Consignes de l'exercice =>
a) Répondez à ces questions sur l'entretien avec l'ambassadeur :
(i) Comment s'appelle l'ambassadeur de la Palestine en Espagne ?
(ii) Dans quel journal et à quelle date l'entretien a-t-il paru ?
(iii) Selon l'ambassadeur, en quoi le complexe de culpabilité de l'Europe s'est-il transformé ?
b) Recopiez tel quel le passage de l'entretien avec l'ambassadeur qui commence par « L'Humanité du 25 » et se termine par « devenir un dogme. ».
c) Résumez l'entretien avec l'ambassadeur en deux phrases.

Texte fourni =>
◆ ◆ ◆

Pour l’ambassadeur de la Palestine en Espagne : « L’Europe pourrait jouer un rôle décisif en faveur de la paix »
L'Humanité du 25 mai 2024
Tout en reconnaissant la position courageuse du gouvernement de Pedro Sanchez au sein des instances européennes, l’ambassadeur de la Palestine en Espagne, Husni Abdel Wahed, regrette que les 27 soient limités dans leur action, notamment à cause d’une trop grande « dépendance à l’égard de la politique américaine ».
Quel est le poids des positions de l’Espagne au sein de l’Union européenne dans la défense de la Palestine ?
Husni Abdel Wahed
L’Europe est un acteur très important, mais qui a longtemps été semi-paralysé sur la question palestinienne. Il y a plusieurs raisons à cela, à commencer par le complexe de culpabilité de l’Europe à l’égard de son histoire avec le peuple juif. Ce complexe s’est transformé en une position pro-israélienne aveugle, au point de devenir un dogme.

◆ ◆ ◆

Données extraites =>

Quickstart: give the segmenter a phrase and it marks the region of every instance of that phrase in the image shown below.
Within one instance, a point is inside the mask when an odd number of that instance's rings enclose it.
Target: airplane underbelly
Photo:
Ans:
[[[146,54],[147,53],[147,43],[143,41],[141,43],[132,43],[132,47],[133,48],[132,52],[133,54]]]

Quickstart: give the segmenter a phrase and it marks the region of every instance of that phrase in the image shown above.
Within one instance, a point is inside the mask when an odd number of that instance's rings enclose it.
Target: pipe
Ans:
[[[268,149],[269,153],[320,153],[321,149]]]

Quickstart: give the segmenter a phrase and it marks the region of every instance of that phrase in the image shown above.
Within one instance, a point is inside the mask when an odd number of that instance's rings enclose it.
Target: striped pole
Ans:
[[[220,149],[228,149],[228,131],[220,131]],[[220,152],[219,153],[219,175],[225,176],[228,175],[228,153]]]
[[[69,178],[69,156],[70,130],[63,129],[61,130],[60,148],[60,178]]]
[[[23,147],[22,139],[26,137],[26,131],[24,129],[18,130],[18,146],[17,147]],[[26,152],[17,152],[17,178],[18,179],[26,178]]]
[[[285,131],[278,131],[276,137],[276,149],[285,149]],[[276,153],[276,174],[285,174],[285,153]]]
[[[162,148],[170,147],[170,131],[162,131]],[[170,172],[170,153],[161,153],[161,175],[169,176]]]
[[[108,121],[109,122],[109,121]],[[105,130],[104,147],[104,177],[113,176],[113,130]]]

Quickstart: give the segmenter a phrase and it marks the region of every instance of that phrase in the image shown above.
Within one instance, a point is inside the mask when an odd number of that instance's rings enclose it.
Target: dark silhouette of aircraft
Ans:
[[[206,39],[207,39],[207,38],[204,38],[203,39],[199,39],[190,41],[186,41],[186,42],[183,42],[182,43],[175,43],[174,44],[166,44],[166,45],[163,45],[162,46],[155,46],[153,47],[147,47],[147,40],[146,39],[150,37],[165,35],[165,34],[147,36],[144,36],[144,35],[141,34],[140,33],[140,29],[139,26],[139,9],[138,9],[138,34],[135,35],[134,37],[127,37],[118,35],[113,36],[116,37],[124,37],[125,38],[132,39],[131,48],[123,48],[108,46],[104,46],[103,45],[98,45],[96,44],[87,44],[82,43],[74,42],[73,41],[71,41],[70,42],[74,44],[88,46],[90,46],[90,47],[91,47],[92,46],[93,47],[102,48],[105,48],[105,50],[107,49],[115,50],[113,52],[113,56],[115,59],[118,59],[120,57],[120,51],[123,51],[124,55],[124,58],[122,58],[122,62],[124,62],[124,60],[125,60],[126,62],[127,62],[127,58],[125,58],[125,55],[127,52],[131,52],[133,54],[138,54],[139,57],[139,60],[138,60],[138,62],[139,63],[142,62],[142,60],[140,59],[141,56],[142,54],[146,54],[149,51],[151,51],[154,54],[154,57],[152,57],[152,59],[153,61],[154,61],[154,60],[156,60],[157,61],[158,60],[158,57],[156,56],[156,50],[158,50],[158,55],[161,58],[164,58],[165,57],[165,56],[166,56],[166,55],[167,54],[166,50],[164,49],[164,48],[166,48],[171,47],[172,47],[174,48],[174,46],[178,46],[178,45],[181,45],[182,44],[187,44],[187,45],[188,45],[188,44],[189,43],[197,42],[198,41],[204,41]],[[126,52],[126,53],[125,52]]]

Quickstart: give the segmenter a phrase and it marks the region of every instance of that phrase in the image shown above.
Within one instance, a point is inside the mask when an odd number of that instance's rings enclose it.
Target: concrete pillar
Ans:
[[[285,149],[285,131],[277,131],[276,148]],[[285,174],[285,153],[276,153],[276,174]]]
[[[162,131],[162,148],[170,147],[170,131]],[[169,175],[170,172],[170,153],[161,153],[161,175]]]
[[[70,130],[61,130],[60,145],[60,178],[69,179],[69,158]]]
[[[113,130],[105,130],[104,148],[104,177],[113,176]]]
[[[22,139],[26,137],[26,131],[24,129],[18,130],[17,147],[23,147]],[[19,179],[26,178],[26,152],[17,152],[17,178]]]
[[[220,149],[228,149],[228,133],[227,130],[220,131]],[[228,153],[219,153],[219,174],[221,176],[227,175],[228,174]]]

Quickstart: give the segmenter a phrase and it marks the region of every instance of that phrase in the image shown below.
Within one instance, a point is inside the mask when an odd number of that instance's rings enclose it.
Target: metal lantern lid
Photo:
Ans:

◆ ◆ ◆

Corrigé de l'exercice =>
a)
(i) Husni Abdel Wahed.
(ii) Dans L'Humanité du 25 mai 2024.
(iii) En une position pro-israélienne aveugle, au point de devenir un dogme.

b)
L'Humanité du 25 mai 2024
Tout en reconnaissant la position courageuse du gouvernement de Pedro Sanchez au sein des instances européennes, l’ambassadeur de la Palestine en Espagne, Husni Abdel Wahed, regrette que les 27 soient limités dans leur action, notamment à cause d’une trop grande « dépendance à l’égard de la politique américaine ».
Quel est le poids des positions de l’Espagne au sein de l’Union européenne dans la défense de la Palestine ?
Husni Abdel Wahed
L’Europe est un acteur très important, mais qui a longtemps été semi-paralysé sur la question palestinienne. Il y a plusieurs raisons à cela, à commencer par le complexe de culpabilité de l’Europe à l’égard de son histoire avec le peuple juif. Ce complexe s’est transformé en une position pro-israélienne aveugle, au point de devenir un dogme.

c) Husni Abdel Wahed, ambassadeur de la Palestine en Espagne, salue la position courageuse du gouvernement de Pedro Sanchez. Il pense que l'Europe pourrait jouer un rôle décisif en faveur de la paix, mais il regrette que les 27 soient limités par leur dépendance à l'égard de la politique américaine et explique que l'Europe a longtemps été semi-paralysée sur la question palestinienne à cause de son complexe de culpabilité envers le peuple juif.